ACTIVITIES:
A - Return the part of the spectrophotometric sensing article that begins at the words "The challenge for" and stops after "the analytical spectrophotometers.", copied word for word.
B - Resume the spectrophotometric sensing article after its last sentence.

EXERCISE PASSAGE:
────────────────────
How to Implement a High Sensitivity Spectrophotometric Sensing Circuit
Rising concerns over water and air quality have pushed designers of laboratory and analytical spectrophotometry instrumentation to quantitatively analyze for increasingly subtle contaminants or discoloration in gases or liquids. However, the increasingly minute levels require equally sensitive detection methods to measure the intensity of absorbed or deflected light after it passes through a sample solution.
The challenge for designers is to be able to design low noise and ultra-low current front-end electronics that minimize measurement interference with the sensing devices. Standard transimpedance amplifier (TIA) circuits with front-end photodiodes are not precise enough to satisfy the increasingly high sensitivity requirements of the analytical spectrophotometers.
For many designers, the best path is to simply tweak existing circuits. Using this design technique lowers overall cost while ensuring maximum chance of a successful design.
This article discusses the requirements of a TIA circuit for a high-precision, low-current photodiode. To accommodate extremely low photodiode currents, it introduces the critical elements of the signal chain, including an Analog Devices ADA4530-1ARZ-R7 low noise front-end amplifier and an AD7172-2BRUZ high-precision analog-to-digital converter (ADC), along with optimum layout techniques. It then describes how to get a design off the ground using a reference design that combines well-matched elements in a practical configuration.
Spectrophotometry uses quantitative analysis in various fields such as chemistry, biochemistry, physics, chemical, and material engineering. The technique measures the absorption or reflection light incident upon a substance, in this case a substance suspended in water. The measurement fixture senses the light intensity as a beam passes through a sample solution. A typical spectrophotometer comprises a light source, a collimator, a monochromator, a wavelength selector, a cuvette for the sample solution, a photoelectric detector, and a digital display or a meter (Figure 1).
────────────────────
GIVEN INFORMATION:
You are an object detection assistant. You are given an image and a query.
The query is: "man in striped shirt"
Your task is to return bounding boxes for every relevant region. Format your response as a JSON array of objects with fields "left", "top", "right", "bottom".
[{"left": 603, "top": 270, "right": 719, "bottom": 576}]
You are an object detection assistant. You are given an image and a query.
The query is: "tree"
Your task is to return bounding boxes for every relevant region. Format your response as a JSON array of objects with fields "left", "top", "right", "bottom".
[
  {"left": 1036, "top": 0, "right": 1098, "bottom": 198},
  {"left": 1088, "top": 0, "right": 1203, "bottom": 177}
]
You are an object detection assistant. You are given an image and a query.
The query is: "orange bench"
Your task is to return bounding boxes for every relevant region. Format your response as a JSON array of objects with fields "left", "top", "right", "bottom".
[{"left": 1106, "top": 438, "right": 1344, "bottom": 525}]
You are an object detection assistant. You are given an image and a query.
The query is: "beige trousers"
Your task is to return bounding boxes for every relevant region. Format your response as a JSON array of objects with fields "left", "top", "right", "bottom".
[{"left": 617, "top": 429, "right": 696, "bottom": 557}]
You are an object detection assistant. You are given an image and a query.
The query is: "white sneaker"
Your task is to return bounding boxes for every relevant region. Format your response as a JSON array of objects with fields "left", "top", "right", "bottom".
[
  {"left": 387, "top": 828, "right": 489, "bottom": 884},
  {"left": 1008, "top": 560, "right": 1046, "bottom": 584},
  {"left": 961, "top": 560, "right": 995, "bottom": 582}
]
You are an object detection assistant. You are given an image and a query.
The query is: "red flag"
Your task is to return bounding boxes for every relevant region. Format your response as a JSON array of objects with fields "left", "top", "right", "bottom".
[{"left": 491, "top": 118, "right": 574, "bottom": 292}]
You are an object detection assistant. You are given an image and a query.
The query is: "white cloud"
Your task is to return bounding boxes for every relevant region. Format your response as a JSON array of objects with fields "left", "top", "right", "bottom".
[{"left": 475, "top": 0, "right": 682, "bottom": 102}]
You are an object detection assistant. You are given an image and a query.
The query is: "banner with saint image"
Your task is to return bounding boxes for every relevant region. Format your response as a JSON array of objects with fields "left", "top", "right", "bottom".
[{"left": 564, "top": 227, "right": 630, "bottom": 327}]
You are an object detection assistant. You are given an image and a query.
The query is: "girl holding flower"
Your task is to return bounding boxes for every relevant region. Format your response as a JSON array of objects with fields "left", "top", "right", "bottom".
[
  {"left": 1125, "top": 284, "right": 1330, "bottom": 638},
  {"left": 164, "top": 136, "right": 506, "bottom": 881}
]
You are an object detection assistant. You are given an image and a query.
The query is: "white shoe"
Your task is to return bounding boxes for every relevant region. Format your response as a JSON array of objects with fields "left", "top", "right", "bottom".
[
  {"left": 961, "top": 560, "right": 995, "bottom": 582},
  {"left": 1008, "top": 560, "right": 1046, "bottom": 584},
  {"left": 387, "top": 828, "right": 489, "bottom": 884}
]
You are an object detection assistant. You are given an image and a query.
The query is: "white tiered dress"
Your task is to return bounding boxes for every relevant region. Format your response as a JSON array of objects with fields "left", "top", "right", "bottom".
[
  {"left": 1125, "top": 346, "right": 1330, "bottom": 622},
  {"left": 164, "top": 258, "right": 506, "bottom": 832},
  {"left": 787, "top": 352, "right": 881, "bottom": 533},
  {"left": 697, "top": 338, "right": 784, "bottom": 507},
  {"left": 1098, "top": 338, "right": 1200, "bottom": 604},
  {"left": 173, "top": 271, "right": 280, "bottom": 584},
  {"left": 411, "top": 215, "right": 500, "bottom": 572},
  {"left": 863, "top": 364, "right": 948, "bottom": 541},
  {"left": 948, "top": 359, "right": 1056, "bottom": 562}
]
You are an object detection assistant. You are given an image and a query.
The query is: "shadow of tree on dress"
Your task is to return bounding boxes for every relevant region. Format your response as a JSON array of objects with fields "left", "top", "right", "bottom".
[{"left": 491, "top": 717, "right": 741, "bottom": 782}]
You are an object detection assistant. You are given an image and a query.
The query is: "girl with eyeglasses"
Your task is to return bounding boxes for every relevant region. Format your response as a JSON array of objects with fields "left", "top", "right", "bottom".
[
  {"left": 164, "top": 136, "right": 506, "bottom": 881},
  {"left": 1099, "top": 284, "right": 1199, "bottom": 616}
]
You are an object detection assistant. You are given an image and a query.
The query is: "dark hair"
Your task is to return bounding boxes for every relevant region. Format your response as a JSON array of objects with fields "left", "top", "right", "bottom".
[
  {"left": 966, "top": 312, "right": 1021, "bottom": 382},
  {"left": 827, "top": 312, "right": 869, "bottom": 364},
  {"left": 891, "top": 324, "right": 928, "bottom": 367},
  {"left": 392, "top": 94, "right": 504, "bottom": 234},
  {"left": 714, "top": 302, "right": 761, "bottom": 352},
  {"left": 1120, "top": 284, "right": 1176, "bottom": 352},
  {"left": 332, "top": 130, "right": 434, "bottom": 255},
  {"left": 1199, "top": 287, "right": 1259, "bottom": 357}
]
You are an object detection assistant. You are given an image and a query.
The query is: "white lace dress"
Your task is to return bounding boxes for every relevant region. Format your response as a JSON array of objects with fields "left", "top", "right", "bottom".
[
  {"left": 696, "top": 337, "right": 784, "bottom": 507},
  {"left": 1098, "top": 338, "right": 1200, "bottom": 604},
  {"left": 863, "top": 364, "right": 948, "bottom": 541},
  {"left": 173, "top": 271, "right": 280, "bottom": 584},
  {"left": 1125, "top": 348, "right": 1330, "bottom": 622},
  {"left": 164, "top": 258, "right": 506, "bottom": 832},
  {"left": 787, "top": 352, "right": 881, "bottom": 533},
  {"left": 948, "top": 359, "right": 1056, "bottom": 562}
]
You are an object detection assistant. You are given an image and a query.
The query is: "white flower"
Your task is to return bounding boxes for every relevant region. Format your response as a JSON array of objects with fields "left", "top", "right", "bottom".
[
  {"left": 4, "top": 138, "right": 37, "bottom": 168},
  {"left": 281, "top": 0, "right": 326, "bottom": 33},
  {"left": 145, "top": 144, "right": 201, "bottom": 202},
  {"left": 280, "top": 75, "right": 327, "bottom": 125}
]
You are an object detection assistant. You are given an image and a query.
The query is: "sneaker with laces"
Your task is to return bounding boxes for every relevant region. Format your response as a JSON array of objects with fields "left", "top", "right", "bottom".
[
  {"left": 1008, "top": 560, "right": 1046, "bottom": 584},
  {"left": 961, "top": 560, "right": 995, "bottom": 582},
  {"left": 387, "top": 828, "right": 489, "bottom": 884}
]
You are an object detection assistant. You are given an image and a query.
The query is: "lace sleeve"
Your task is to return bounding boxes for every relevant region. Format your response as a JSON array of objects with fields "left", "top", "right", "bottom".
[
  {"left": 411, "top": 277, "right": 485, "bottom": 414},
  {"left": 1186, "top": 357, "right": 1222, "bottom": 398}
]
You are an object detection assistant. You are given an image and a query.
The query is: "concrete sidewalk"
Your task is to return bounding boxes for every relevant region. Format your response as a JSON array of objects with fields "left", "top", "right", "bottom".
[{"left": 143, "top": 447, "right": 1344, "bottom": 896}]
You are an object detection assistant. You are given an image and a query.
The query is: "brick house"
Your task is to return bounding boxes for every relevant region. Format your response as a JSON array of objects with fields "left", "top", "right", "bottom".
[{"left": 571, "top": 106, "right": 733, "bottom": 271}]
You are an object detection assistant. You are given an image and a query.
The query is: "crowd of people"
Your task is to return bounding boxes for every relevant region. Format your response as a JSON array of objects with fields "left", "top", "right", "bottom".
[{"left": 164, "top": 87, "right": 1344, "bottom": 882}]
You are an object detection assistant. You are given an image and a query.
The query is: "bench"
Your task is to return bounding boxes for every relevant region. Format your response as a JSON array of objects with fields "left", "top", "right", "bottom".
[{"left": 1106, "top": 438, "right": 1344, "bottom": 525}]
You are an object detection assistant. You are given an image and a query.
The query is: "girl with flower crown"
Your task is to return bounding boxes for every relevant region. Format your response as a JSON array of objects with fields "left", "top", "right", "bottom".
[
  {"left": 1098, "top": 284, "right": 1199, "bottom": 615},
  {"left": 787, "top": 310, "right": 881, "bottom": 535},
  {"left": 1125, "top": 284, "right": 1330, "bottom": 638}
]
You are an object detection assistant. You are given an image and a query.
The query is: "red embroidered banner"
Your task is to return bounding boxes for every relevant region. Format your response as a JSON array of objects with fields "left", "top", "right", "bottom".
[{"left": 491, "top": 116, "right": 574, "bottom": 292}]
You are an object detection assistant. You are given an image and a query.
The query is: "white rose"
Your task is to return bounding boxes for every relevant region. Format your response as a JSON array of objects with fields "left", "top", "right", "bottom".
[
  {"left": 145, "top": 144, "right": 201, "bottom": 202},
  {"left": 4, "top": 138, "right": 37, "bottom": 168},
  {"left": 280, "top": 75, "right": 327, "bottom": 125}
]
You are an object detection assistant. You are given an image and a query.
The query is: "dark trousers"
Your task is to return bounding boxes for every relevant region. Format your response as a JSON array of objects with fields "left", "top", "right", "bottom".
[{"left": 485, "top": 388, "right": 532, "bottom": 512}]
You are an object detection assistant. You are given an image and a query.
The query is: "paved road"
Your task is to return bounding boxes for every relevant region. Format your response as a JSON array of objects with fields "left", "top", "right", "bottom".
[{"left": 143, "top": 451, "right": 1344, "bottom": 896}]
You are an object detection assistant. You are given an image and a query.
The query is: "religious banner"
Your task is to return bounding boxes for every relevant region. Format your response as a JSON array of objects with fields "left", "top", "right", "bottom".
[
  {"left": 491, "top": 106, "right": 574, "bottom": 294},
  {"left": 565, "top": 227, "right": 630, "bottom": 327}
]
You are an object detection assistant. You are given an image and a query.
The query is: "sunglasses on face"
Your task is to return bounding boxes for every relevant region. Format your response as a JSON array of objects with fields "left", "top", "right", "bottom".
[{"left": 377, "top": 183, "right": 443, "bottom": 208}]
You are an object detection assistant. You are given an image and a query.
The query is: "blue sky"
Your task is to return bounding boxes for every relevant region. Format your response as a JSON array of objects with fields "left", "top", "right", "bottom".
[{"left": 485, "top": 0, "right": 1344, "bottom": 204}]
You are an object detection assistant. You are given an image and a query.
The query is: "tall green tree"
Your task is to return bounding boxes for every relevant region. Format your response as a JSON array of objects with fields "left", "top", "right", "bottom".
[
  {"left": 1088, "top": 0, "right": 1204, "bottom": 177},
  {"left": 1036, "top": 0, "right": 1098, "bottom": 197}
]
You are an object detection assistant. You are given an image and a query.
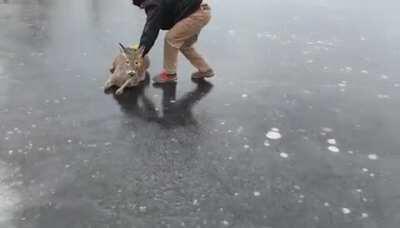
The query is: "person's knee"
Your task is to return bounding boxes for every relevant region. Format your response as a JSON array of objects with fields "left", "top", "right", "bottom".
[{"left": 165, "top": 32, "right": 176, "bottom": 47}]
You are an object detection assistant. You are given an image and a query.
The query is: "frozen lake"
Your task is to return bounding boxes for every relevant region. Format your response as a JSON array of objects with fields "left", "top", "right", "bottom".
[{"left": 0, "top": 0, "right": 400, "bottom": 228}]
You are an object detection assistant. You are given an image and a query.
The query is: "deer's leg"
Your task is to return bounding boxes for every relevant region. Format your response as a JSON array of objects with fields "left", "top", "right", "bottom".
[{"left": 110, "top": 60, "right": 116, "bottom": 74}]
────────────────────
ANSWERS TO THE EXERCISE:
A -
The challenge for designers is to be able to design low noise and ultra-low current front-end electronics that minimize measurement interference with the sensing devices. Standard transimpedance amplifier (TIA) circuits with front-end photodiodes are not precise enough to satisfy the increasingly high sensitivity requirements of the analytical spectrophotometers.

B -
Figure 1: A spectrophotometer takes advantage of the fact that every chemical compound is distinguishable by how it absorbs, transmits, or reflects a specific range of light wavelengths. (Image source: Chemistry LibreTexts)
In Figure 1, the collimator, monochromator, and wavelength selector produce the desired wavelength from a light source. The collimator directs a straight beam of light to the monochromator. The monochromator or prism creates several wavelengths or a light spectrum. The wavelength selector (slit) filters the light signal down to a narrow selected band of wavelengths. The resulting incident light signal (Io) then impinges upon a sample solution held in a cuvette, a straight-sided, optically clear container for holding liquid samples.
After the desired light wavelength passes through the cuvette’s sample solution, the transmitted light (It) is detected by a photodetector, which senses the number of emergent photons. The signal is further processed to eventually go to a digital display.
Every chemical compound absorbs, transmits, or reflects a specific range of light wavelengths. Spectrophotometry equipment measures the type and amount of a chemical substance through absorption or transmission by measuring the light intensity output of the sample solution.
There are two different types of spectrophotometers, each dependent on the monochromator’s wavelength range.
The ultraviolet (UV) visible spectrophotometer with a wavelength range split into two: 185 to 400 nanometers (nm) and the visible range of 400 to 700 nm.
The infrared (IR) spectrophotometer, with a wavelength range of 700 to 15000 nm.
Applications for spectrophotometry abound. In biochemistry, for example, spectrophotometry is used to analyze catalyzed enzyme reactions. The technique is also used to clinically examine blood or tissue. Other spectrophotometry variations include atomic emission spectrophotometry and atomic absorption spectrophotometry.
A classic photodetector stage uses a photosensor such as a silicon photodiode or photomultipler to convert light to a small current. An operational amplifier (op amp) then follows the optical sensor to convert the small sensor current to a usable voltage. Simply put, this describes a basic TIA.
The critical components in a TIA circuit are the photodiode, a low-input bias current op amp, a feedback resistor (RF), and a stabilizing feedback capacitor (CF) (Figure 2).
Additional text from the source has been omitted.